Data records
::::::::::

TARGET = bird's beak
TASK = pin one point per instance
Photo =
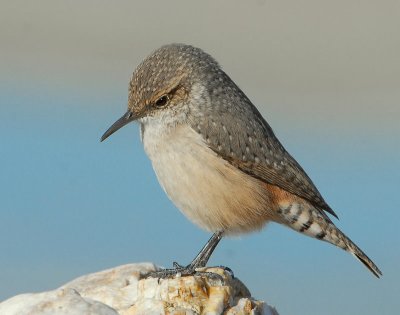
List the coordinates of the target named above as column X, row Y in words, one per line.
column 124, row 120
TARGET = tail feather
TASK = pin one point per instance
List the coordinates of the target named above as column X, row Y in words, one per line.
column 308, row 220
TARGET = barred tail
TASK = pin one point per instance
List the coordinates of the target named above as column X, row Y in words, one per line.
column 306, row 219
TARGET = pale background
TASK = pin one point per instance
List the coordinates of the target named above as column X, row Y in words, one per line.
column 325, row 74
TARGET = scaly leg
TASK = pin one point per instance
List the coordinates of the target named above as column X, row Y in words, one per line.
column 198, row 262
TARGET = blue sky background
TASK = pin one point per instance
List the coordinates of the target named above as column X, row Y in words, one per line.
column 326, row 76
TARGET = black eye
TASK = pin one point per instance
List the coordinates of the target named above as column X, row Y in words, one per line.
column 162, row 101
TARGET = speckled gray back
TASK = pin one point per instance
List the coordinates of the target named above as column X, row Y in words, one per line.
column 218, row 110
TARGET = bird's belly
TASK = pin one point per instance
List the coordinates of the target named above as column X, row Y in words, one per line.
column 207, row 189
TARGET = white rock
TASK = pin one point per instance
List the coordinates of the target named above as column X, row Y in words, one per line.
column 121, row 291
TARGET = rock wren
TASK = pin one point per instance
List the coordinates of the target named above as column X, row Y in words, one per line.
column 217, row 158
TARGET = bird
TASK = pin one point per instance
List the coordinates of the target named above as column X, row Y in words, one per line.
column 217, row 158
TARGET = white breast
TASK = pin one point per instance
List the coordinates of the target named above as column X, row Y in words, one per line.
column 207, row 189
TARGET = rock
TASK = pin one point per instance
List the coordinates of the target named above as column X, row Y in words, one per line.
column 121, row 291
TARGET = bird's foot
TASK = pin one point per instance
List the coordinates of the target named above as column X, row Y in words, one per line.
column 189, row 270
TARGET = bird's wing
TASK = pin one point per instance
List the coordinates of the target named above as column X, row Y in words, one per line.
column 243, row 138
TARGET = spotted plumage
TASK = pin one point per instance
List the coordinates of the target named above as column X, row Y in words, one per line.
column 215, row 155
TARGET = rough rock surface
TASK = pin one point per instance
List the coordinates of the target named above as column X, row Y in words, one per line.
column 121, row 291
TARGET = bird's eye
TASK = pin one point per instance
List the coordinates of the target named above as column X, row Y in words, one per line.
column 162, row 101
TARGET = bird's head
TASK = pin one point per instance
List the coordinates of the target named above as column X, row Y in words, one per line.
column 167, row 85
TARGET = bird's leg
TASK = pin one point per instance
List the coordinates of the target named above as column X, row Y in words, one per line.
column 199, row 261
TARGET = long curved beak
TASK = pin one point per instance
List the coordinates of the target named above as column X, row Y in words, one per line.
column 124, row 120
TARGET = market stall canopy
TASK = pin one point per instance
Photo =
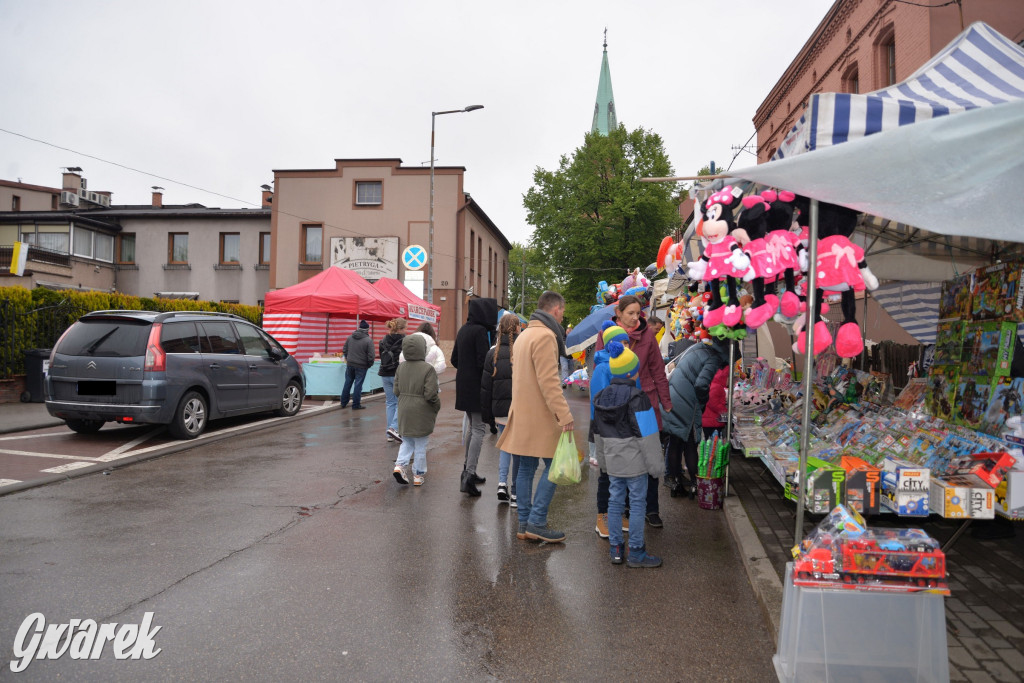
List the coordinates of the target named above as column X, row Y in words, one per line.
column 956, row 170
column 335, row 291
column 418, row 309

::::::::::

AIM
Rewrite every line of the records as a JSON list of strings, one string per line, omitting blank lines and leaving the pictures out.

WORKED ANSWER
[
  "TARGET = bird's beak",
  "TASK = pin one point per instance",
  "Photo =",
  "List the coordinates of the target named above as column X, row Y in words, one per line.",
  "column 124, row 120",
  "TARGET = tail feather",
  "TASK = pin one point per instance",
  "List the coordinates of the target named above as column X, row Y in words, one per line.",
  "column 308, row 220",
  "TARGET = barred tail",
  "TASK = pin one point per instance",
  "List the coordinates of the target named above as column X, row Y in words, one per line.",
  "column 306, row 219",
  "TARGET = pale background",
  "TASK = pin one point per instance",
  "List the coordinates of the target named above as column X, row Y in words, one per line.",
  "column 325, row 74",
  "TARGET = scaly leg",
  "TASK = pin one point per instance",
  "List the coordinates of the target named above as column X, row Y in words, one per line.",
  "column 198, row 262",
  "TARGET = blue sky background",
  "TASK = pin one point per instance",
  "List the coordinates of the target named above as column X, row Y in words, one per line.",
  "column 326, row 76",
  "TARGET = black eye",
  "TASK = pin one point per instance",
  "List the coordinates of the target named above as column X, row Y in words, one per line.",
  "column 162, row 101",
  "TARGET = speckled gray back",
  "TASK = pin one point per instance",
  "List the coordinates of the target named above as column X, row Y in words, one per line.",
  "column 218, row 110",
  "TARGET = bird's belly",
  "TASK = pin one point per instance",
  "List the coordinates of the target named above as column X, row Y in words, one per line.",
  "column 207, row 189",
  "TARGET = white rock",
  "TASK = pin one point per instance",
  "List the coordinates of the target named above as column X, row Y in words, one per line.",
  "column 121, row 291",
  "TARGET = rock wren",
  "TASK = pin one point per instance",
  "List the coordinates of the target named above as column X, row Y in words, one per line.",
  "column 217, row 158",
  "TARGET = bird",
  "TASK = pin one point per instance",
  "List the coordinates of the target named above as column X, row Y in words, one per line.",
  "column 217, row 158",
  "TARGET = white breast",
  "TASK = pin one point per instance",
  "List the coordinates of the target named above as column X, row Y in words, one per line.",
  "column 207, row 189",
  "TARGET = rock",
  "TASK = pin one point per instance",
  "List the coordinates of the target named above as column X, row Y in words, one per line.",
  "column 121, row 291",
  "TARGET = bird's foot",
  "TASK = pin one point per instance",
  "List the coordinates of the target named above as column X, row Y in words, one per line.",
  "column 189, row 270",
  "TARGET = bird's wing",
  "TASK = pin one point per instance",
  "List the coordinates of the target named above as column X, row Y in words, one per line.",
  "column 243, row 138",
  "TARGET = spotted plumage",
  "TASK = pin one point per instance",
  "List the coordinates of the target named above as column X, row Y in words, one per line.",
  "column 215, row 155",
  "TARGET = rough rock surface",
  "TASK = pin one point per instance",
  "List the coordinates of the target named above as column X, row Y in words, one per line.",
  "column 121, row 291",
  "TARGET = bird's eye",
  "TASK = pin one point per instance",
  "List the coordinates of the target named above as column X, row Y in words, one per line.",
  "column 162, row 101",
  "TARGET = bird's head",
  "TASK = pin one point per instance",
  "List the coordinates of the target named above as column X, row Y in words, one per line.",
  "column 167, row 85",
  "TARGET = bird's leg",
  "TASK = pin one point per instance",
  "List the coordinates of the target named above as column X, row Y in words, one per line.",
  "column 199, row 261",
  "TARGET = long curved beak",
  "TASK = pin one point per instance",
  "List the coordinates of the target named above as column X, row Y in words, one per line.",
  "column 124, row 120",
  "TARGET = market stall canopy",
  "TASK = pin one point per instance",
  "Photo =",
  "List the coordinates of the target named above as column X, row Y in words, one per line.",
  "column 956, row 170",
  "column 335, row 291",
  "column 418, row 309"
]